_Task to complete_: Your answer must be an exact copy of the entries below, with every picture removed.

***** Data supplied *****

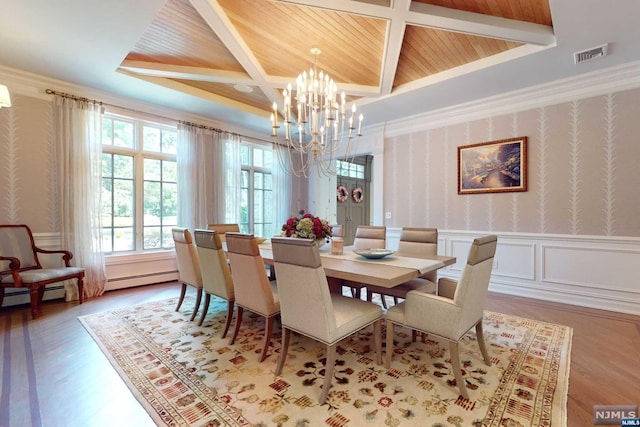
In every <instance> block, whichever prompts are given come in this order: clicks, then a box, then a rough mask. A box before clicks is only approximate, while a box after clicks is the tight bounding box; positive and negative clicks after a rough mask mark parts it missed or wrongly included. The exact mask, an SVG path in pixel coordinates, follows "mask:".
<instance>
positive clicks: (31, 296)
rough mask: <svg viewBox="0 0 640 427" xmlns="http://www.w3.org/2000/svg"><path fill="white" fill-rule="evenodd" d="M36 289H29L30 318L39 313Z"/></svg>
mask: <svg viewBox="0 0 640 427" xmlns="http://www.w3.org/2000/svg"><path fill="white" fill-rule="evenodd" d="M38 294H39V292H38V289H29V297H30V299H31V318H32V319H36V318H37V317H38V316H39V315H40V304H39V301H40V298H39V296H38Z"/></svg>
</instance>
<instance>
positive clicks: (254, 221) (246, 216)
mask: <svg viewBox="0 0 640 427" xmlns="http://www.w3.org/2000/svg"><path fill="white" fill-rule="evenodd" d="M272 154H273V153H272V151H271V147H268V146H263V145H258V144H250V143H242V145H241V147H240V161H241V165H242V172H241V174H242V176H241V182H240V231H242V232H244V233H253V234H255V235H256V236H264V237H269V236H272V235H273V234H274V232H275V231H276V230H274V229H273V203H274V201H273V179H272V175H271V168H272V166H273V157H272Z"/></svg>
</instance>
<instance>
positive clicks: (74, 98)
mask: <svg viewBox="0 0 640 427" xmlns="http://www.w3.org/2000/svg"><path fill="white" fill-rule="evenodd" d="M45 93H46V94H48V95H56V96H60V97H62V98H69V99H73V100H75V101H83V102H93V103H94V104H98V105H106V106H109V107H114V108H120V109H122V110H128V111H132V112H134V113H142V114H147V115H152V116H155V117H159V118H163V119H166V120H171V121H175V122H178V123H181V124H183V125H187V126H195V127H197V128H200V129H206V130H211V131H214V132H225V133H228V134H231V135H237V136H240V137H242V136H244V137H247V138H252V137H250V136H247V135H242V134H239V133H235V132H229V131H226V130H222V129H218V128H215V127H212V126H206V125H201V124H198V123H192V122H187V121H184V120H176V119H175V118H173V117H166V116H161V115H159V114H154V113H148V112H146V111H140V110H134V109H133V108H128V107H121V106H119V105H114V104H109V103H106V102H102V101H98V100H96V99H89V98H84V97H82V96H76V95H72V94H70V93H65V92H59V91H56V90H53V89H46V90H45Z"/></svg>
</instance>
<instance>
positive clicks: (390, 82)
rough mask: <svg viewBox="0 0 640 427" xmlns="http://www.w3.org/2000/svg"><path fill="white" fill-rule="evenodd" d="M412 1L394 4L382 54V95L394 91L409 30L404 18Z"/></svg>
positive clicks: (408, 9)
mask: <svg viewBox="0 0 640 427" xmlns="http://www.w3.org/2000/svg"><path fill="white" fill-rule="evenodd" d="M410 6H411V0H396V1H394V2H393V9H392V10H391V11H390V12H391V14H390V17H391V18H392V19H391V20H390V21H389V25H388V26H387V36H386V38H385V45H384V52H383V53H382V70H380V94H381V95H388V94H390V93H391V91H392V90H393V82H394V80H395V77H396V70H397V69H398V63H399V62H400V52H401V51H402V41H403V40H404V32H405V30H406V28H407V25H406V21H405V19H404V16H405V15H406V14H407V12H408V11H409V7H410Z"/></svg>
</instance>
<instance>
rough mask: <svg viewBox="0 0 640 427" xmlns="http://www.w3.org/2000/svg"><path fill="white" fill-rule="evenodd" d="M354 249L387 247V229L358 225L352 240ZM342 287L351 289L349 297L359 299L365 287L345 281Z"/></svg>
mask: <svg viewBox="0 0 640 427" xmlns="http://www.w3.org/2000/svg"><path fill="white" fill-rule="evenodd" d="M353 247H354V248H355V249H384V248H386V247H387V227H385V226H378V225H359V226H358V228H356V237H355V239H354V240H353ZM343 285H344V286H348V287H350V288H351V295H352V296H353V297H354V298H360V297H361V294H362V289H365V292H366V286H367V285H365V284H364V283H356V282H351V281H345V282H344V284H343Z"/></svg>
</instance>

*****

_Exercise answer_:
In every <instance> block, whichever prompts are given come in this order: clicks, then a box, then a rough mask. A box before clicks is only approximate, while a box after clicks is the tight bounding box; positive and negative clicks after a rough mask mark parts it missed or wrongly included. The exact mask, an SVG path in pixel coordinates, follows "mask:".
<instance>
positive clicks: (31, 296)
rough mask: <svg viewBox="0 0 640 427" xmlns="http://www.w3.org/2000/svg"><path fill="white" fill-rule="evenodd" d="M36 289H29L30 318L39 313Z"/></svg>
mask: <svg viewBox="0 0 640 427" xmlns="http://www.w3.org/2000/svg"><path fill="white" fill-rule="evenodd" d="M38 294H39V292H38V289H29V297H30V299H31V318H32V319H36V318H37V317H38V316H39V315H40V304H39V301H40V298H39V296H38Z"/></svg>
</instance>
<instance>
positive clicks: (254, 221) (246, 216)
mask: <svg viewBox="0 0 640 427" xmlns="http://www.w3.org/2000/svg"><path fill="white" fill-rule="evenodd" d="M272 154H273V153H272V151H271V147H268V146H263V145H258V144H250V143H242V145H241V147H240V161H241V165H242V172H241V174H242V176H241V182H240V231H242V232H244V233H253V234H255V235H256V236H264V237H269V236H272V235H273V234H274V232H275V231H276V230H274V229H273V203H274V201H273V179H272V175H271V168H272V166H273V157H272Z"/></svg>
</instance>
<instance>
positive clicks: (74, 98)
mask: <svg viewBox="0 0 640 427" xmlns="http://www.w3.org/2000/svg"><path fill="white" fill-rule="evenodd" d="M45 93H46V94H48V95H56V96H60V97H62V98H69V99H73V100H75V101H83V102H93V103H94V104H98V105H106V106H109V107H114V108H120V109H122V110H128V111H132V112H134V113H142V114H147V115H152V116H155V117H159V118H163V119H166V120H171V121H175V122H178V123H181V124H183V125H187V126H195V127H197V128H200V129H206V130H211V131H214V132H225V133H228V134H231V135H237V136H240V137H242V136H244V137H247V138H252V137H250V136H247V135H242V134H239V133H235V132H229V131H226V130H222V129H218V128H215V127H212V126H206V125H201V124H198V123H192V122H187V121H184V120H176V119H175V118H173V117H166V116H161V115H159V114H154V113H148V112H146V111H140V110H134V109H133V108H128V107H121V106H119V105H114V104H109V103H106V102H102V101H98V100H96V99H89V98H84V97H82V96H76V95H72V94H70V93H65V92H59V91H56V90H53V89H46V90H45Z"/></svg>
</instance>
<instance>
positive clicks: (390, 82)
rough mask: <svg viewBox="0 0 640 427" xmlns="http://www.w3.org/2000/svg"><path fill="white" fill-rule="evenodd" d="M412 1L394 4L382 54V95L394 91L409 30L404 18Z"/></svg>
positive clicks: (408, 9)
mask: <svg viewBox="0 0 640 427" xmlns="http://www.w3.org/2000/svg"><path fill="white" fill-rule="evenodd" d="M410 6H411V0H396V1H394V2H393V9H392V10H391V11H390V12H391V14H390V17H391V18H392V19H391V20H390V21H389V25H388V26H387V36H386V38H385V45H384V52H383V53H382V70H380V94H381V95H388V94H390V93H391V91H392V90H393V82H394V80H395V77H396V70H397V69H398V63H399V62H400V52H401V51H402V41H403V40H404V32H405V30H406V28H407V25H406V21H405V19H404V16H405V15H406V14H407V12H408V11H409V7H410Z"/></svg>
</instance>
<instance>
rough mask: <svg viewBox="0 0 640 427" xmlns="http://www.w3.org/2000/svg"><path fill="white" fill-rule="evenodd" d="M354 249L387 247V229L358 225L352 240ZM342 287L351 289L349 297L359 299L365 287L345 281Z"/></svg>
mask: <svg viewBox="0 0 640 427" xmlns="http://www.w3.org/2000/svg"><path fill="white" fill-rule="evenodd" d="M353 247H354V248H355V249H384V248H386V247H387V227H385V226H378V225H359V226H358V228H356V237H355V239H354V240H353ZM343 285H344V286H348V287H350V288H351V295H352V296H353V297H354V298H360V297H361V294H362V289H365V292H366V286H367V285H365V284H364V283H356V282H351V281H345V282H344V284H343Z"/></svg>
</instance>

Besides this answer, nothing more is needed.